Document excerpt:
==================================================

Sunday, September 22, 2013

Partially Accurate Science: Basic Anatomy of a Neuron

Okay, so one day when I was obviously feeling very motivated and overconfident, I thought it would be a great idea to try and explain the basic anatomy and functioning of brain cells despite the fact that I haven’t studied neurobiology in years and can’t actually find my notes. Anyway, clearly a brilliant plan, yes? I thought I’d begin by explaining the different parts of the neuron and whatnot, all of which is good stuff. I am mostly sure it is mostly true.

There are many lovely diagrams of neurons available on the internet, but because I’m afraid of copyright laws this won’t be one of them. This is something I attempted to draw on my computer but that could probably have been better rendered by monkeys. If you want to know what a neuron actually looks like, please use Google. If you want to 100% quote me on the accuracy of my science, maybe this blog isn’t for you.


In real life, neurons are much, much smaller than this

P.S. biology is fun and also gives me a headache.

The main part of your cell is the soma, or cell body. This is where the good stuff happens, the stuff that determines whether or not your lovely brain cell is going to fire a signal. When your cell receives signals from presynaptic neurons via its dendrites, those signals are integrated in the cell body. Ultimately, when the soma has received and integrated enough signals, the cell will fire and your neuron will get busy doing stuff like talking to other neurons. For now, what you need to know about the soma is that you can sort of think of it as the cell’s brain.

Inside the soma is the cell’s nucleus. As is true of other cells, the nucleus carries the DNA of the cell – the instructions that tell your cell how to produce the various proteins that allow it to function properly. If you have a disease like Huntington’s which is straightforwardly genetic, for example, and which causes mental-illness-like presentations, you know that the reason for your symptoms is a genetic defect that means your cell cannot do its job properly. Most mental illnesses are not straightforwardly genetic: there is a lot of talk about complex and varied genetic alleles (groups of genetic variations or markers), as well as problems of protein expression (epigenetic phenomena), and – most importantly – nurture/experience as expressed either epigenetically or in terms of neuroplasticity. But I digress. Stupid nucleus, throwing me off course. Some people like to think of the nucleus as the cell’s brain, but I like to think of it more like the instruction manual your cell is working with.

Your cell also has dendrites, which are short branches allowing your cell to receive signals from other ‘upstream’ presynaptic neurons; those signals are relayed electrically to the soma. Your dendrites receive signals through receptors, which are basically specialized proteins to which neurotransmitters bond. You can think of your dendrites like a massive array of antennae listening for signals from other cells and then relaying those signals to a central listening station.

The axon of a cell extends or leads away from the cell body at a swelling or juncture called the axon hillock. When your cell decides to fire, the electrical charge is dispelled or pushed down the cell’s axon to the terminal so that your cell can communicate with ‘downstream’ postsynaptic neurons. It is basically the cord responsible for transmitting the neural signal from one part of the cell to the other. The awkward bubbles I’ve drawn around it are meant to represent the myelin sheath, a protective coating that some neural cells have surrounding their axons. The myelin sheath is a protective, insulating layer keeping the electric current from leaving the axon, allowing it to travel down the cell faster. Damaged or defective myelin sheaths cause nerve damage, and signals along the neuron become degraded and lost.

==================================================

Recorded information:

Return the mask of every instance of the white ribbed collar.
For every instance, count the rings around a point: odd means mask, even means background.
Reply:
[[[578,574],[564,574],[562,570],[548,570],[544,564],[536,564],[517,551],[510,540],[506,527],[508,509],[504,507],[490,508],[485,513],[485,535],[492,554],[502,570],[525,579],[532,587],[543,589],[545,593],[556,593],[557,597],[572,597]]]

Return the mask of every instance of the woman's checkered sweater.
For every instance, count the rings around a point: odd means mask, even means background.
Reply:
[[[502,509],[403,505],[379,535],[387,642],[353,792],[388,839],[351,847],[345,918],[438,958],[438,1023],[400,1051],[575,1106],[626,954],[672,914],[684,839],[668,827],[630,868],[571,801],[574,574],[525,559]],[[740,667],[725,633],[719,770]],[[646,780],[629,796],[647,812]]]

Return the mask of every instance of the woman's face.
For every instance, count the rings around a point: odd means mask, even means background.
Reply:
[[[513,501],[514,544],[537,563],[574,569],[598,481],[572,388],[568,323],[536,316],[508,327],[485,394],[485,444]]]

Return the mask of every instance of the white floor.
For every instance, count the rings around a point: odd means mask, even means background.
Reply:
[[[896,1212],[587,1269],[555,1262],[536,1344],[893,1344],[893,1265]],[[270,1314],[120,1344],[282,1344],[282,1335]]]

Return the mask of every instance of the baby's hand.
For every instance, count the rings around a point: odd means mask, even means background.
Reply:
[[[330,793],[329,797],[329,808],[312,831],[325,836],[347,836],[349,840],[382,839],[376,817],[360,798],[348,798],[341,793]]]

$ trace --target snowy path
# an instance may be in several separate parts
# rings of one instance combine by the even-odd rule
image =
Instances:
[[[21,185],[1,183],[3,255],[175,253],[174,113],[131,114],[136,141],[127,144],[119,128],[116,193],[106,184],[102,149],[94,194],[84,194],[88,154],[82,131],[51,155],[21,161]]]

==================================================

How to complete this task:
Print the part of the neuron post from "There are many" up to and including "isn’t for you.". These items are not required for what is asked here.

Task result:
There are many lovely diagrams of neurons available on the internet, but because I’m afraid of copyright laws this won’t be one of them. This is something I attempted to draw on my computer but that could probably have been better rendered by monkeys. If you want to know what a neuron actually looks like, please use Google. If you want to 100% quote me on the accuracy of my science, maybe this blog isn’t for you.